Dataset records:
• • • • •
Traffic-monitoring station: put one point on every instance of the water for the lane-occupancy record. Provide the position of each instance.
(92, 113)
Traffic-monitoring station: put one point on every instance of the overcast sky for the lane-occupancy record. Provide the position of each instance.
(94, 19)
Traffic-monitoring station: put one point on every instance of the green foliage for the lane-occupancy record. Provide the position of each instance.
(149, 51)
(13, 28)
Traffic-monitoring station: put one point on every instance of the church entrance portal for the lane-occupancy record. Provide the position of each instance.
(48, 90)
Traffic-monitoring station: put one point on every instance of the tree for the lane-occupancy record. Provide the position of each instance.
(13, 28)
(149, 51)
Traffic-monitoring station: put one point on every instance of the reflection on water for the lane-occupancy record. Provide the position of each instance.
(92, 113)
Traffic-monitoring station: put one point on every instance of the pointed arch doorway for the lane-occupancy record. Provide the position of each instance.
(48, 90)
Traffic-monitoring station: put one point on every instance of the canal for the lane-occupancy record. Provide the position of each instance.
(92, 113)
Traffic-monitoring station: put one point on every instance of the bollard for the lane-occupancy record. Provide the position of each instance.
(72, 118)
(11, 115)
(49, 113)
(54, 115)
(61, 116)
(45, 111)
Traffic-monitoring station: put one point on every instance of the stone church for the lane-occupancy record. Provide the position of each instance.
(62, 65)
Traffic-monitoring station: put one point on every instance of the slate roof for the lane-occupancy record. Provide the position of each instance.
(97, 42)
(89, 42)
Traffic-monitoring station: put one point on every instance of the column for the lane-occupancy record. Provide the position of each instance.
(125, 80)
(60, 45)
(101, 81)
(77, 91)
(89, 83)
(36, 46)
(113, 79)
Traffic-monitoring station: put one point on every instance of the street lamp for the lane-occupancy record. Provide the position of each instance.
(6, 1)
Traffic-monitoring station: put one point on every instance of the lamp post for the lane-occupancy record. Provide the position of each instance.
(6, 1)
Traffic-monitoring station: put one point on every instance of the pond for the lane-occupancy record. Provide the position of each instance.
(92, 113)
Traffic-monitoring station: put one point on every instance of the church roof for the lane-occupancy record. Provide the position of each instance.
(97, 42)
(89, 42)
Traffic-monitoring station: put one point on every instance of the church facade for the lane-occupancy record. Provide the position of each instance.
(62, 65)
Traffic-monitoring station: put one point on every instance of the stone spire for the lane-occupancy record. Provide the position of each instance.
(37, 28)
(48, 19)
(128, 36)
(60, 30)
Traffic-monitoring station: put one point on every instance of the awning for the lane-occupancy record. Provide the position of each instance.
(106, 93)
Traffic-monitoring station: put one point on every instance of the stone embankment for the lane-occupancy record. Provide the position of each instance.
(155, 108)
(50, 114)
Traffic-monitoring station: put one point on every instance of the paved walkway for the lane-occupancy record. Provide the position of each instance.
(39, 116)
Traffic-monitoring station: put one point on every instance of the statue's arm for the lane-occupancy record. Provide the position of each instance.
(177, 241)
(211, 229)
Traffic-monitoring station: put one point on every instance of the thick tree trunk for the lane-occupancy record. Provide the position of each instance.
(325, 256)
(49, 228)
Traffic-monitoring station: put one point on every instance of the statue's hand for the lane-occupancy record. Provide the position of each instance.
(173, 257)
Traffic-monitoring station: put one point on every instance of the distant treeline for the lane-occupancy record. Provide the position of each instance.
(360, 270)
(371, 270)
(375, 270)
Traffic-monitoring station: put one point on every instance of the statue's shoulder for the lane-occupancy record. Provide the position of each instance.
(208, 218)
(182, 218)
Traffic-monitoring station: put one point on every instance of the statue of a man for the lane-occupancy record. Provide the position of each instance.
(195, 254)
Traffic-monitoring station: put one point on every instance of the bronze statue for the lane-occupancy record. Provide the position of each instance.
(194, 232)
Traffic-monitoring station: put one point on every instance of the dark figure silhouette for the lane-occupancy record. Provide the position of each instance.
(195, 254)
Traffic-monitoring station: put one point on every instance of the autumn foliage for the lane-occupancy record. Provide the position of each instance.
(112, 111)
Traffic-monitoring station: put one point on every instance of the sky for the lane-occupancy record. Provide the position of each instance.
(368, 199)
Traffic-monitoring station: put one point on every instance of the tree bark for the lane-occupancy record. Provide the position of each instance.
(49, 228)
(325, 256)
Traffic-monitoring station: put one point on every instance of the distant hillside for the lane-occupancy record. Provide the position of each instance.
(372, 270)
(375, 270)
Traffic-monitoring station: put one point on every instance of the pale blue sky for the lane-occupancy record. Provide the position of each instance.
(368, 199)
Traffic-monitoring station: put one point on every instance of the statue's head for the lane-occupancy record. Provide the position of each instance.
• • • • •
▶ [ASSIGNMENT] Nothing in the data above may be skipped; repeat it all exactly.

▶ [SOLUTION TO THIS PROBLEM]
Traffic-monitoring station: put one point on every instance of the water for the lane-occupancy record. Provide the position of each instance.
(92, 113)
Traffic-monitoring station: put one point on every instance of the overcast sky for the lane-occupancy record. Provide the position of each instance.
(94, 19)
Traffic-monitoring station: put one point on every instance of the green foliage for the lane-occupancy record. Provide the position of each instance.
(149, 51)
(13, 28)
Traffic-monitoring station: put one point on every instance of the church entrance portal for the lane-occupancy record. Provide the position of each instance.
(48, 90)
Traffic-monitoring station: put one point on every instance of the tree for the lane-occupancy record. Provide the position of each instance.
(13, 28)
(149, 51)
Traffic-monitoring station: put one point on every instance of the reflection on water for the lane-occupancy record. Provide the position of each instance.
(92, 113)
Traffic-monitoring station: put one point on every instance of the pointed arch doorway for the lane-occupancy record. Provide the position of each instance.
(48, 90)
Traffic-monitoring station: put one point on every instance of the canal for the lane-occupancy record. Provide the position of each instance.
(92, 113)
Traffic-monitoring station: put one point on every instance of the bollard for the lane-occupancy record. Provide the position of each instance.
(72, 118)
(11, 115)
(49, 113)
(54, 115)
(61, 116)
(45, 111)
Traffic-monitoring station: put one point on every instance of the stone church for the lane-occupancy record. Provide the position of each instance.
(62, 65)
Traffic-monitoring station: put one point on every instance of the slate roof for the lane-occupancy record. Provide the position of each instance.
(97, 42)
(89, 42)
Traffic-monitoring station: put one point on every instance of the column for the lane-occupancy record. Provide the position of each instance.
(125, 80)
(60, 45)
(101, 81)
(77, 91)
(89, 83)
(36, 46)
(113, 79)
Traffic-monitoring station: put one point on every instance of the street lamp for the lane-occupancy record. Provide the position of each instance.
(6, 1)
Traffic-monitoring station: put one point on every instance of the lamp post for the lane-occupancy record. Provide the position of each instance.
(6, 1)
Traffic-monitoring station: put one point on every instance of the pond for the lane-occupancy record. Provide the position of each instance.
(92, 113)
Traffic-monitoring station: put one point on every instance of the church roof for the lane-occupancy record. Provide the position of each instance.
(97, 42)
(89, 42)
Traffic-monitoring station: put one point on every instance of the church facade for the lane-occupancy record. Provide the position of each instance.
(62, 65)
Traffic-monitoring station: put one point on every instance of the stone spire for the lane-occupancy record. Provide the position of each instance.
(37, 28)
(48, 19)
(128, 36)
(60, 30)
Traffic-monitoring station: put one point on every instance of the awning for the lane-occupancy record. Provide the position of each instance.
(106, 93)
Traffic-monitoring station: put one point on every instance of the stone embankment for the lane-occupancy record. Provide the position of each instance.
(155, 108)
(50, 114)
Traffic-monitoring station: put one point on every instance of the paved walkway for the lane-occupancy record. Provide the position of each instance.
(39, 116)
Traffic-monitoring station: put one point on every instance of the statue's arm for the lane-occupancy record. Provide the position of each instance.
(177, 241)
(211, 229)
Traffic-monitoring station: put one point on every instance of the thick tree trunk for the lane-occupancy record. Provide the position of each instance.
(325, 256)
(49, 228)
Traffic-monitoring station: put one point on every instance of the statue's hand for the lane-occupancy record. Provide the position of each instance.
(173, 257)
Traffic-monitoring station: put one point on every instance of the distant treeline for the lane-occupancy record. Provide the position of each instance.
(360, 270)
(371, 270)
(375, 270)
Traffic-monitoring station: put one point on every instance of the statue's shoulder for the lane-occupancy record. Provide the position of each instance.
(208, 218)
(182, 218)
Traffic-monitoring station: put one point on every instance of the statue of a man for the lane-occupancy record. Provide the position of each instance.
(195, 254)
Traffic-monitoring station: put one point on every instance of the bronze statue for the lane-occupancy record. Provide the position of each instance.
(194, 232)
Traffic-monitoring station: put one point on every instance of the dark figure silhouette for the lane-occupancy record. Provide the position of each instance.
(195, 254)
Traffic-monitoring station: put one point on every instance of the autumn foliage for the lane-occupancy record. Provide the position of each instance.
(112, 111)
Traffic-monitoring station: put one point on every instance of the sky for the lane-occupancy record. Provide the position of each instance.
(368, 199)
Traffic-monitoring station: put one point on every instance of the tree bark for the lane-occupancy record. Provide the position of each instance.
(49, 228)
(325, 256)
Traffic-monitoring station: put one point on every instance of the distant hillside for the lane-occupancy record. Provide the position of each instance.
(372, 270)
(375, 270)
Traffic-monitoring station: put one point on every instance of the pale blue sky for the lane-occupancy record. Provide the position of each instance.
(368, 199)
Traffic-monitoring station: put one point on every instance of the statue's head for the lane-occupancy record. Provide the position of each instance.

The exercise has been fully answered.